What to produce - The whole listing that follows should be printed again, unchanged.

Data for analysis -
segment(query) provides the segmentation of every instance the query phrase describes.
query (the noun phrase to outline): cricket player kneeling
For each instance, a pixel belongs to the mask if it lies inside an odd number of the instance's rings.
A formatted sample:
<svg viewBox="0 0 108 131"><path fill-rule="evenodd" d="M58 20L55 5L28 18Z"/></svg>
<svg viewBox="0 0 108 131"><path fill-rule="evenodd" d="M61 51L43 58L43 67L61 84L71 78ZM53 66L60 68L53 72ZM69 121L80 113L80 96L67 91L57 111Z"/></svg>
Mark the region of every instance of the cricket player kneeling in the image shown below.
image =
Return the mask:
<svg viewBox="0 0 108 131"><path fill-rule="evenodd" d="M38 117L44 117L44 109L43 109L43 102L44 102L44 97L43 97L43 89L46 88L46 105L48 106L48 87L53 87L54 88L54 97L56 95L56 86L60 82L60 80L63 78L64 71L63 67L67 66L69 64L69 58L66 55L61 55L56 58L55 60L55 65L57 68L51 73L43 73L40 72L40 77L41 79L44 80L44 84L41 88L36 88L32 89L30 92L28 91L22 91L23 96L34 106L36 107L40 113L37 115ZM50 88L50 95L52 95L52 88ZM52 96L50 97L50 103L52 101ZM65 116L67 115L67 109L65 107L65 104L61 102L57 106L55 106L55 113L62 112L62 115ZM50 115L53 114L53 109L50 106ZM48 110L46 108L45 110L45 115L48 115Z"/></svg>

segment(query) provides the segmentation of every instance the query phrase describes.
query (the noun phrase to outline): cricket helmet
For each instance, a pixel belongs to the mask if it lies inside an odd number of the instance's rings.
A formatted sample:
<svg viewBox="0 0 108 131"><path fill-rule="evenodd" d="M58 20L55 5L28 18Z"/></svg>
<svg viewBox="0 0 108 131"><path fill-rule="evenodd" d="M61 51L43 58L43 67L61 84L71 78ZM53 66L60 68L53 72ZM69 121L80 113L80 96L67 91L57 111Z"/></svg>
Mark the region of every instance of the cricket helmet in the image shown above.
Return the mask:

Response for this exercise -
segment(query) provides the segmentation of every instance the query phrase describes.
query (the noun phrase to outline): cricket player kneeling
For each instance, a pixel belongs to the mask if it lies inside an odd number of the instance's rings.
A formatted sample:
<svg viewBox="0 0 108 131"><path fill-rule="evenodd" d="M58 20L55 5L28 18Z"/></svg>
<svg viewBox="0 0 108 131"><path fill-rule="evenodd" d="M61 51L43 58L43 67L61 84L71 78ZM53 66L60 68L53 72ZM69 121L80 113L80 96L67 91L57 111Z"/></svg>
Mark the region of every instance of the cricket player kneeling in the image shown below.
image =
Return the mask:
<svg viewBox="0 0 108 131"><path fill-rule="evenodd" d="M38 117L44 117L44 109L43 109L43 102L44 102L44 97L43 97L43 89L46 88L46 105L48 106L48 87L53 87L54 88L54 97L56 95L56 86L60 82L60 80L63 78L64 71L63 67L67 66L69 64L69 58L66 55L61 55L56 58L55 60L55 65L57 68L51 73L43 73L40 72L40 77L41 79L44 80L44 84L41 88L36 88L32 89L30 92L28 91L22 91L23 96L34 106L36 107L40 113L37 115ZM50 88L50 95L52 95L52 88ZM52 96L50 97L50 103L52 101ZM65 116L67 115L67 109L65 107L65 104L61 102L57 106L55 106L55 113L62 112L62 115ZM50 115L53 114L53 109L50 106ZM48 110L46 108L45 110L45 115L48 115Z"/></svg>

segment(query) provides the segmentation of every instance the query phrase describes.
query (the noun phrase to outline): cricket helmet
For each instance, a pixel belongs to the mask if it lies inside an odd number of the instance's rings.
A formatted sample:
<svg viewBox="0 0 108 131"><path fill-rule="evenodd" d="M58 20L55 5L28 18Z"/></svg>
<svg viewBox="0 0 108 131"><path fill-rule="evenodd" d="M61 51L43 58L43 67L61 84L71 78ZM53 66L60 68L53 72ZM69 121L80 113L80 96L67 91L57 111Z"/></svg>
Mark the region of every instance of the cricket helmet in the image shown above.
Return the mask:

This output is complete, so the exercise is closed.